> Фрагмент текста:
□ □ □ □ □ □ □
Читать книгу Тень Агасфера. Заметки о жизни В. А. Жуковского - Вячеслав Лютов - Страница 4

1852, АПРЕЛЬ. НАКАНУНЕ. Разговор с о. Иоанном. «Агасфер». «Царскосельский лебедь»

Оглавление

* * *

…В большом доме Жуковского в Бадене несколько окон плотно занавешены и комната тиха и сумрачна: «лекарство для глаз» – отсутствие света. Доктор Гугерт ему рекомендовал темные комнаты, пока не сойдет воспаление. Один глаз уже слеп, другой еще видит, еще держится – на честном слове. Выходить нельзя: резкий свет вызывает резкую боль. Так позднее произойдет с неприкаянным Фридрихом Ницше, чьи глаза убивал прекрасно-ослепительный белый снег.

Василий Андреевич готовился к тому, что однажды утром он не увидит самого утра, и даже придумал себе машинку для слепого письма – «я человек изобретательный» – картонку с прорезями для строк.
□ □ □ □ □ □ □
> Исходные материалы:
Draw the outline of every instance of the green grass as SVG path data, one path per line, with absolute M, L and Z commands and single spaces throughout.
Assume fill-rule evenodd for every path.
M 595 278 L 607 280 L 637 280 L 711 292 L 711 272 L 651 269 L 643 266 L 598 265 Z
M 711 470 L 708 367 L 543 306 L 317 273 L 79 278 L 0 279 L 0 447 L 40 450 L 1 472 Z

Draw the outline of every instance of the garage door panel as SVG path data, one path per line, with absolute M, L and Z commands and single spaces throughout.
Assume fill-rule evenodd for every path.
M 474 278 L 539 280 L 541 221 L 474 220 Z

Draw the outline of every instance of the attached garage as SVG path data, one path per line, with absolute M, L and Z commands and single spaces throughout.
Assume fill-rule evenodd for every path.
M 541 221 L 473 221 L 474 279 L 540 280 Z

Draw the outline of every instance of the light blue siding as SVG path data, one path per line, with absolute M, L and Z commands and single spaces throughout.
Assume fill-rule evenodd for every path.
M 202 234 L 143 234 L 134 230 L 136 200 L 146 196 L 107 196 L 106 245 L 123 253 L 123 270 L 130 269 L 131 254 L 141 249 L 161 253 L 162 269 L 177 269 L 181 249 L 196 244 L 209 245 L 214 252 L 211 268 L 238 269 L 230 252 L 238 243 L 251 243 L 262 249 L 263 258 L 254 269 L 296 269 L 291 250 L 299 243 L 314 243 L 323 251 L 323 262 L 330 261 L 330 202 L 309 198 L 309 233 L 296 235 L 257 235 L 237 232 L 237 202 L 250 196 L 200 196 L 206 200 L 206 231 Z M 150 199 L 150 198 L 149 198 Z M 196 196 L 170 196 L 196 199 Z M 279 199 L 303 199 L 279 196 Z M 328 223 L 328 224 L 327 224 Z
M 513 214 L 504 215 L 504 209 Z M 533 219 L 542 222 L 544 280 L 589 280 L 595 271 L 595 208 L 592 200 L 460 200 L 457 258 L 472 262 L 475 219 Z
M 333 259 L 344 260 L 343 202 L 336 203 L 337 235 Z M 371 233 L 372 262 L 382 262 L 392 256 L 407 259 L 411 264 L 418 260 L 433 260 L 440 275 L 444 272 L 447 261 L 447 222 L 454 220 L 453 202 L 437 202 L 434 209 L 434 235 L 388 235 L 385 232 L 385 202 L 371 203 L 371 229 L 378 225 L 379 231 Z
□ □ □ □ □ □ □
> Цель задания:
Объясните по отрывку о В. А. Жуковском, почему несколько окон в его доме в Бадене плотно занавешены. Ответ дайте в одном–трех предложениях. Листинг в этом задании не используется.

> Решение задания:
Доктор Гугерт рекомендовал Жуковскому темные комнаты, пока не сойдет воспаление глаз. Отсутствие света было для него «лекарством для глаз».